Extract every line in the entries below that contains the word "black". Matching is case-sensitive.
--- START Provided data ---
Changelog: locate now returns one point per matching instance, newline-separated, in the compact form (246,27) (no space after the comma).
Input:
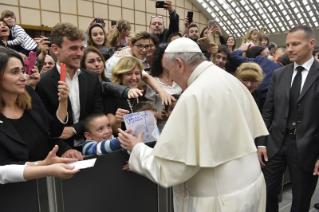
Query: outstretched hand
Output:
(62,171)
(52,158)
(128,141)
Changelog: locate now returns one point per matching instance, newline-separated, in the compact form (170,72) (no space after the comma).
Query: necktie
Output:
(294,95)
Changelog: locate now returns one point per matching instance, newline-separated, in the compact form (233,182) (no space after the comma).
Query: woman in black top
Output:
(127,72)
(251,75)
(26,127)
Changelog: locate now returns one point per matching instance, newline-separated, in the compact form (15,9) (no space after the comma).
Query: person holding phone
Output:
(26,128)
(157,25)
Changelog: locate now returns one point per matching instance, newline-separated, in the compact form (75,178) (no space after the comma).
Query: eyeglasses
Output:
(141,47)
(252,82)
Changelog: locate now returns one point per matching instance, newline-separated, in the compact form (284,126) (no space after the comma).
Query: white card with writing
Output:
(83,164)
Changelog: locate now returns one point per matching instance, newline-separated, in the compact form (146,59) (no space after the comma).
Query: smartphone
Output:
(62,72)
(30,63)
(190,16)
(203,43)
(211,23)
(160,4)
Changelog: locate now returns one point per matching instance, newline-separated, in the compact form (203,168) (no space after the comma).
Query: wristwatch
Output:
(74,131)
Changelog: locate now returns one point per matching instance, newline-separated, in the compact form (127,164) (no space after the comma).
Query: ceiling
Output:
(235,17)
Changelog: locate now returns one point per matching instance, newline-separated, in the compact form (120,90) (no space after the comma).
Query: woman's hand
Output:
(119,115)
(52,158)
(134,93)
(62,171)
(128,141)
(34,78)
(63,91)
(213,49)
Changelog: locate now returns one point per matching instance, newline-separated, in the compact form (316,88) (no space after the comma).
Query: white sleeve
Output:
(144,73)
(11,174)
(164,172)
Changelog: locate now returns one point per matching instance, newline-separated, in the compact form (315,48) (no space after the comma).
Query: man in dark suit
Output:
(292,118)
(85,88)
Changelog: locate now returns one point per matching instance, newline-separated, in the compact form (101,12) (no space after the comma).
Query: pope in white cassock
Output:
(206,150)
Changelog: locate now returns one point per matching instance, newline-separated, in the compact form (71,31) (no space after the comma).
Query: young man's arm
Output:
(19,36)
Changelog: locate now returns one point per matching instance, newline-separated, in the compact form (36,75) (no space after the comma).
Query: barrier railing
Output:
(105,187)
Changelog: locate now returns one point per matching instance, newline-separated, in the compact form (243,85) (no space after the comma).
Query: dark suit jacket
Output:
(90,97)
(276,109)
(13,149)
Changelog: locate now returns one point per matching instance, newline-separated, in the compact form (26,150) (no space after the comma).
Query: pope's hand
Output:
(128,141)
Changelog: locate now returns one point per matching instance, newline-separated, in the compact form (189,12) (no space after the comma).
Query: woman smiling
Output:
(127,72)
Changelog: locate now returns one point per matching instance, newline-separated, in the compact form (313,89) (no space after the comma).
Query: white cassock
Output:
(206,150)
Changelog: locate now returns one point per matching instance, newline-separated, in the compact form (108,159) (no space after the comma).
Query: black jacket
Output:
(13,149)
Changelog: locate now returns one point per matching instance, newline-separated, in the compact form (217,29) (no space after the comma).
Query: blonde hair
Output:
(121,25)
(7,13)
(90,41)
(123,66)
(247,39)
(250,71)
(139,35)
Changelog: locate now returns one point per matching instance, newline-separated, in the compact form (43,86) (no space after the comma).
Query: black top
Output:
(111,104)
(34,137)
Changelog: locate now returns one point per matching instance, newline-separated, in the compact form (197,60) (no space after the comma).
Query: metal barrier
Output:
--- END Provided data ---
--- START Provided data ---
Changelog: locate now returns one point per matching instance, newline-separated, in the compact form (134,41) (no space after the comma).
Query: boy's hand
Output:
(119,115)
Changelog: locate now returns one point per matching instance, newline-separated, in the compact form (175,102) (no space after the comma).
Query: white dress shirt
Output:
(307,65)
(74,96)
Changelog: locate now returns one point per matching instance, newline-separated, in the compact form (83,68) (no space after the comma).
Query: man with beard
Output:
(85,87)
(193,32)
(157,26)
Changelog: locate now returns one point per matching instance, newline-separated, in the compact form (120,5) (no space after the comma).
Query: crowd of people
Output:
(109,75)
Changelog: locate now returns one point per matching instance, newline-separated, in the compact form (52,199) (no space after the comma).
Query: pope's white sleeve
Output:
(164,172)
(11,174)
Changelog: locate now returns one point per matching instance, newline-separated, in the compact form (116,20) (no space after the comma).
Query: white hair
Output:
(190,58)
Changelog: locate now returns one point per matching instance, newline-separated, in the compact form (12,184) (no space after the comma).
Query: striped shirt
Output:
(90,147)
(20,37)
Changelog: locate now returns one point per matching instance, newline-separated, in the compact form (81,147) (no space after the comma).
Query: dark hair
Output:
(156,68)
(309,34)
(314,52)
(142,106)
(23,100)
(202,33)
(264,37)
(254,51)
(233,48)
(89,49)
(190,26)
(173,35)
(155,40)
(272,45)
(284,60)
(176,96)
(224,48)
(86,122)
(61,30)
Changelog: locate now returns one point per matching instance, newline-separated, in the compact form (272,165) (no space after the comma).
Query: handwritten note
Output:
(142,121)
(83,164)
--- END Provided data ---
◆ Answer for the task
Query: woman in black top
Query: black jacket
Query: black top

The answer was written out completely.